=== Text section ===

SPEAKER_02See, you know, my mentor told me something that that stuck with me. It says, you know, people can steal a slice of the people can steal a slice of the pie, but you know, you you built the oven.
SPEAKER_00Yeah.
SPEAKER_02You go, you go, you go, you go make another one.
SPEAKER_00Yeah.
SPEAKER_02You know, but so right now I'm trying to stay positive, but at the end of the day, I'm still fighting demons day in and day out. And sometimes I get quiet and get in my head and think, man, what if I would have just made this decision? What if I would have just did this differently? You know, what if, what if, what if? At the end of the day, even at my level, even with how positive you hear me, my energy levels, I'm still going through shit. And guys, we all are. So don't ever listen to these highlight reels on social media, on these guys thinking that they got life figured out because even at the highest level, people fight demons. And right now I'm fighting them myself because I made a bad decision on a partnership that went south and I gave too much control and I overshared too much information with people that did not have my best interests, and it lost me millions of dollars. I do I still have my ecosystem, my generals, my all of my intellectual property that I know I can rebuild because they're not me. Yeah. They're still, you can steal, but you most people can't steal or can't keep what they steal because they don't have the sauce to continue building off of that because they never built it in the first place. Yeah, that's why I like being a founder over a COO or over a GM or over a region. I'm a founder. That means I can go find more shit to build, right? But again, my mental health has has taken a hit. Yeah. You know, working out, taking care of my health has helped.
SPEAKER_01You know, having having a good the holistic view on it always helps.
SPEAKER_02Like yes, I think. That's what's helped, the spiritual view, the holistic view.
SPEAKER_01The holistic perspective. Yeah, because I actually had a a guest come and speak to my group on Monday. This guy, Aaron Howe. He is he was an EOD in the army, and he ended up getting in 2011, deactivating a bomb, blew up, went blind, and then four years later lost half his hearing. And he sat there and he was like, Oh, dude. And he's teaching us what he did two weeks ago was he ran 205 miles from the sea to Mount Kilimanjaro and then hiked the mountain. And he's like, Yeah, that turned me around. He's like, I get down and out, but then I do a cool thing like that because I realize I still have something.

=== Data provided ===

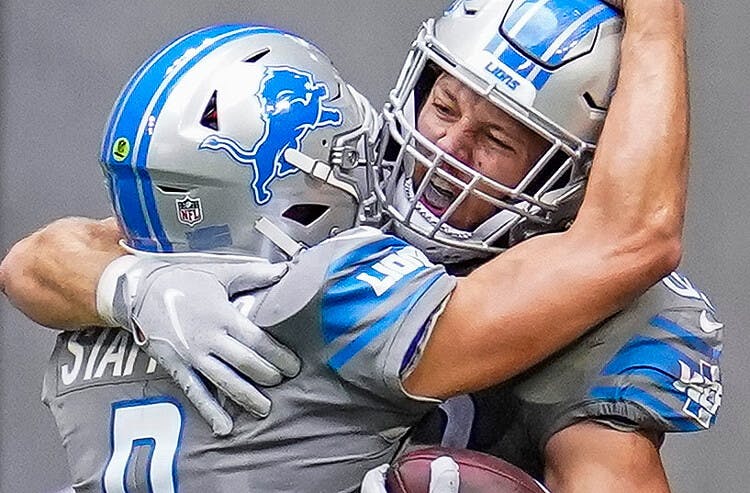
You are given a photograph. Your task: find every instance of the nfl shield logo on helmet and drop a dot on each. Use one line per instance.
(189, 211)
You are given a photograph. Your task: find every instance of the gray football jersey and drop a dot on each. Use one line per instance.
(356, 309)
(653, 367)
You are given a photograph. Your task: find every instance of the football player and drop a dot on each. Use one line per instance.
(437, 389)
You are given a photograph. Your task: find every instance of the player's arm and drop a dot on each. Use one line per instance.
(545, 292)
(52, 275)
(585, 456)
(67, 273)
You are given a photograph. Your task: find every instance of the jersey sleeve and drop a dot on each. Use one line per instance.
(654, 367)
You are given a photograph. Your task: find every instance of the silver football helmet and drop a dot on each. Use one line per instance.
(237, 139)
(551, 65)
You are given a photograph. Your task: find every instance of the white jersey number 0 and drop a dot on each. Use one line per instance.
(153, 423)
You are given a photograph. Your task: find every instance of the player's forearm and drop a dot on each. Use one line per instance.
(52, 275)
(637, 186)
(550, 289)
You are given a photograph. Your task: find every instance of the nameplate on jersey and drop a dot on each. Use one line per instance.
(100, 357)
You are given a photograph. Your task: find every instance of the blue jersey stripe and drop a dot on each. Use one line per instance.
(359, 255)
(343, 356)
(693, 341)
(675, 418)
(642, 355)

=== Exercise instructions ===
Answer these about the conversation:
(a) In the mentor's saying, what can people steal?
(b) What bad decision cost millions of dollars?
(c) How far did Aaron Howe run, and from where to where?
The material comes from a different source.

=== Correct answer ===
(a) A slice of the pie.
(b) A partnership that went south, in which too much control was given and too much information was overshared with people who did not have the speaker's best interests in mind.
(c) 205 miles, from the sea to Mount Kilimanjaro.